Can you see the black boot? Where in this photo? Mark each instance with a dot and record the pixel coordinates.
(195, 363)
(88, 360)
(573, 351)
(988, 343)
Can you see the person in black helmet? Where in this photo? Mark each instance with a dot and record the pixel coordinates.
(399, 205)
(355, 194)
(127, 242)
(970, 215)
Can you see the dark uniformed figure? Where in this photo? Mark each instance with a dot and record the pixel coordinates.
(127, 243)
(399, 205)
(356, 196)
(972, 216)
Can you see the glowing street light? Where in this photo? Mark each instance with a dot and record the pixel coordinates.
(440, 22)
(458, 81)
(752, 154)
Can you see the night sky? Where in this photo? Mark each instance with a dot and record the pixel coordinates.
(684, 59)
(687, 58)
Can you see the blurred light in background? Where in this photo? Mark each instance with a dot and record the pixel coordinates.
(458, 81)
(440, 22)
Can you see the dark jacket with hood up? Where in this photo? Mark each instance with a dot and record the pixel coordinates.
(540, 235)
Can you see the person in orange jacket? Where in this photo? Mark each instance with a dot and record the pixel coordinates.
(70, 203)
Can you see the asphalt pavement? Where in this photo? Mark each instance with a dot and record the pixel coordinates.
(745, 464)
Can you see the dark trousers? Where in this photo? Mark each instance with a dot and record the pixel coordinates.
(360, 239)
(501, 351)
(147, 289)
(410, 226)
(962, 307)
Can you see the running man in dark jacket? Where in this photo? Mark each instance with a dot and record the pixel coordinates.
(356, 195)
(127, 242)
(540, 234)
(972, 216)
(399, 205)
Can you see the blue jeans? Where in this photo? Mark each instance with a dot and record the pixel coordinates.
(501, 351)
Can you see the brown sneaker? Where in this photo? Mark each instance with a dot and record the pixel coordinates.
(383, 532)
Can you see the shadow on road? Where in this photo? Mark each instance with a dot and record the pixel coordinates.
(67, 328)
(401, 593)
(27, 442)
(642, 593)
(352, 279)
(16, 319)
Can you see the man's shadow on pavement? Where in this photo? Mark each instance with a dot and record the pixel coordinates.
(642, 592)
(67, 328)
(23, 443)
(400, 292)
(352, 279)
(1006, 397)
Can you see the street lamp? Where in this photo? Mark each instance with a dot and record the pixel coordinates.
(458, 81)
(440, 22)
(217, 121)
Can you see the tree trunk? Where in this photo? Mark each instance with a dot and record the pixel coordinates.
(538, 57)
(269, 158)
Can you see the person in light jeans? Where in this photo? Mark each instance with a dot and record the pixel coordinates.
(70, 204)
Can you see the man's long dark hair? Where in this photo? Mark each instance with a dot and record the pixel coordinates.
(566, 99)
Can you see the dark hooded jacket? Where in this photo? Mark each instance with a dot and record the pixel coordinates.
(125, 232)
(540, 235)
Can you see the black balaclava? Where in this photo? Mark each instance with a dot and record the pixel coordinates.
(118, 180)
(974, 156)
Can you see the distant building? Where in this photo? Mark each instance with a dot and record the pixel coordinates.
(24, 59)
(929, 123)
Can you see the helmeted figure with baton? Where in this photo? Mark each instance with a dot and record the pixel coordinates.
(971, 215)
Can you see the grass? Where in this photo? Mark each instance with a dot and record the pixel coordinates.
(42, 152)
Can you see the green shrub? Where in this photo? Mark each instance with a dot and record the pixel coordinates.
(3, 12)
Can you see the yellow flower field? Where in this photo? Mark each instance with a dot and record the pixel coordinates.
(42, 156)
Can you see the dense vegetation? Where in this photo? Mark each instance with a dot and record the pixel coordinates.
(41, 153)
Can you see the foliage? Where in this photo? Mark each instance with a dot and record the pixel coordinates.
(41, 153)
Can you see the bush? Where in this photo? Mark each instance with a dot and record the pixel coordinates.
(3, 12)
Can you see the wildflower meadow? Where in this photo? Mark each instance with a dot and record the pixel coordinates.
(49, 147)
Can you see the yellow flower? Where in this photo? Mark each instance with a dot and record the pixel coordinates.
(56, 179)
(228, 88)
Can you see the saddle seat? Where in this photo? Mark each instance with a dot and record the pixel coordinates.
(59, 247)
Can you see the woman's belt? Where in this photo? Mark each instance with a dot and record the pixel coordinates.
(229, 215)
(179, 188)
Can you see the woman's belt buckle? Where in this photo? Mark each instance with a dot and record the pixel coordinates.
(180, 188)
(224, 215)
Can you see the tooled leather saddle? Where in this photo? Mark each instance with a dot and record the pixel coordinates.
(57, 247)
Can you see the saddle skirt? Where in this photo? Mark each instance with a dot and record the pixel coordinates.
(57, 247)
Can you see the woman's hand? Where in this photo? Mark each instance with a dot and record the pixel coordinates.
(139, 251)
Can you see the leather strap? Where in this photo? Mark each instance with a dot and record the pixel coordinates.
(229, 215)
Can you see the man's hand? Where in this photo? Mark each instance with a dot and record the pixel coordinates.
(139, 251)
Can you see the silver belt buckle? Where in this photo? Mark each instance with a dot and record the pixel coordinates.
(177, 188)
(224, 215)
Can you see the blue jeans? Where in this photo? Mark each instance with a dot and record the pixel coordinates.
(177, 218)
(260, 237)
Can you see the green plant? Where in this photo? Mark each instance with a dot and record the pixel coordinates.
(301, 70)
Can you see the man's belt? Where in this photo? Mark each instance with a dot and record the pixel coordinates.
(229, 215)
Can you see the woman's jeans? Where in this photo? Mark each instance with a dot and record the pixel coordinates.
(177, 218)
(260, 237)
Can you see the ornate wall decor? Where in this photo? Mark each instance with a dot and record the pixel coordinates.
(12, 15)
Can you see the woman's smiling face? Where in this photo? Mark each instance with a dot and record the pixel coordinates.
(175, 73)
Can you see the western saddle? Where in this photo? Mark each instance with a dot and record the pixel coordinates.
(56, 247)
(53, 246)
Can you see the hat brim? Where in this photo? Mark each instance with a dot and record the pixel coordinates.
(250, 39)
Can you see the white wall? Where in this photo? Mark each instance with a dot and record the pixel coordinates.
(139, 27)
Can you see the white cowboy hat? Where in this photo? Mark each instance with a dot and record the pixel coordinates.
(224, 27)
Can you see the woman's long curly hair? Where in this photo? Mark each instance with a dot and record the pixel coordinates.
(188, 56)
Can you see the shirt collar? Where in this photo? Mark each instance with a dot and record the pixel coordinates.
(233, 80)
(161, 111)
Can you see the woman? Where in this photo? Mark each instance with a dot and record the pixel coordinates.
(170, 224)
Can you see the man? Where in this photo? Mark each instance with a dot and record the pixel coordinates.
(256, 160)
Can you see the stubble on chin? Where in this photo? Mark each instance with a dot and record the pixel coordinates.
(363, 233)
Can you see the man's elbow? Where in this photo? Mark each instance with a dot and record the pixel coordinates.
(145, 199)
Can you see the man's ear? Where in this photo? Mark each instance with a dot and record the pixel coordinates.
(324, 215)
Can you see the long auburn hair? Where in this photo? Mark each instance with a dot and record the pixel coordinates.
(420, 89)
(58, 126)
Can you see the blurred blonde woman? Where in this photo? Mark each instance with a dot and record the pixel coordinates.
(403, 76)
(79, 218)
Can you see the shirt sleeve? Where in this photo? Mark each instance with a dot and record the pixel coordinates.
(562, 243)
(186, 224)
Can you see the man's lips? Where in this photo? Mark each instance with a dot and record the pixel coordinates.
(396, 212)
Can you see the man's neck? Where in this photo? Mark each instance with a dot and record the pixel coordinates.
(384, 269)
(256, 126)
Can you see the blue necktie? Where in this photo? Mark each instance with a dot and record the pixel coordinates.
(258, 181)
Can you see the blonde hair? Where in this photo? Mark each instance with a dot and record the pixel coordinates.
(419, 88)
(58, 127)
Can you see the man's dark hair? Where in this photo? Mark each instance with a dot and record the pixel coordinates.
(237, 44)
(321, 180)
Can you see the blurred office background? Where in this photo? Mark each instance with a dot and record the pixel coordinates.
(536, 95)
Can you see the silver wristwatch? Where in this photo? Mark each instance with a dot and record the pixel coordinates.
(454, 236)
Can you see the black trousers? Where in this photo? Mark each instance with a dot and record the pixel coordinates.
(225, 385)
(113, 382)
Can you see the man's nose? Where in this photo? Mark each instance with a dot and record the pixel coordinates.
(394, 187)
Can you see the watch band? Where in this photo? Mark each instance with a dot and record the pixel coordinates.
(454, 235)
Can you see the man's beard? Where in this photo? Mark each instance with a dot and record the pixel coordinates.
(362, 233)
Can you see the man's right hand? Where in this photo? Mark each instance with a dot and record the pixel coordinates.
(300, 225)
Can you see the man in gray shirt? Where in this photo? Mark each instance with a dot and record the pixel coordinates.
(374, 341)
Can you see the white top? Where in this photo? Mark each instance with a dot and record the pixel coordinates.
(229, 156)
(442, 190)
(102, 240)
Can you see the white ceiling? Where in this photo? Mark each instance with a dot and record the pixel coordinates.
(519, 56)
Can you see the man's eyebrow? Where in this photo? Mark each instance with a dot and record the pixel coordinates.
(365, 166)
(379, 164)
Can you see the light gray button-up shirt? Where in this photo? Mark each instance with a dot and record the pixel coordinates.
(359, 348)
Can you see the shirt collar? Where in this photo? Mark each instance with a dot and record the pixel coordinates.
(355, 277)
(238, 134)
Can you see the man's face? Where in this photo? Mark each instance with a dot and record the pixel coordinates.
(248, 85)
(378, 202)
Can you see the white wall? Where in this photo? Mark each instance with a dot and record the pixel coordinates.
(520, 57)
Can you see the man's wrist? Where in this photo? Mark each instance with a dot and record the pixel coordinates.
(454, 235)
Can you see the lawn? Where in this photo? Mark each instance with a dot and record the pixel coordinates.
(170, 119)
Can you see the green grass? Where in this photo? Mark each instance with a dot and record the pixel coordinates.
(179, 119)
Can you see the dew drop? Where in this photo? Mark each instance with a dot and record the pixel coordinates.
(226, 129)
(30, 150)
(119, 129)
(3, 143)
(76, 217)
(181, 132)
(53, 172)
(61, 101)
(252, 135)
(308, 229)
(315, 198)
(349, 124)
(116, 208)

☆ ☆ ☆ ☆ ☆ ☆ ☆

THE EXERCISE:
Reproduce the final stretch of the data above: every line from the one holding "Can you see the white top?" through the end, inclusive, exactly as written and nothing else.

TASK SOLUTION:
Can you see the white top? Where in this photo? Mark each instance with a dot and record the pixel coordinates.
(229, 156)
(442, 190)
(102, 240)
Can you see the white ceiling? Where in this photo? Mark each instance with a dot and record the pixel coordinates.
(519, 56)
Can you see the man's eyebrow? Where in this photo? Mark each instance with a dot and record the pixel coordinates.
(365, 166)
(379, 164)
Can you see the light gray button-up shirt? Where in this photo? Mark each instance with a dot and record the pixel coordinates.
(359, 348)
Can you see the shirt collar? Where in this photo? Mark each instance with a dot and record the pixel coordinates.
(355, 277)
(238, 134)
Can you see the man's face? Where in this photo? Mark each instance with a dot and record the pixel coordinates.
(248, 85)
(378, 202)
Can you see the white wall? Where in this photo? Mark each instance with a dot and record the pixel coordinates.
(520, 57)
Can you see the man's wrist? Where in this photo? Mark each instance with a dot and record the pixel coordinates.
(454, 235)
Can you see the lawn? Where in this photo? Mark each instance with a dot and record the pixel coordinates.
(170, 119)
Can you see the green grass? Where in this photo? Mark each instance with a dot and record the pixel coordinates.
(179, 119)
Can you see the dew drop? Where in this photo? Mark each instance with a dot and record the pixel coordinates.
(226, 129)
(30, 150)
(119, 129)
(3, 143)
(76, 217)
(181, 132)
(53, 172)
(61, 101)
(252, 135)
(308, 229)
(315, 198)
(349, 124)
(116, 208)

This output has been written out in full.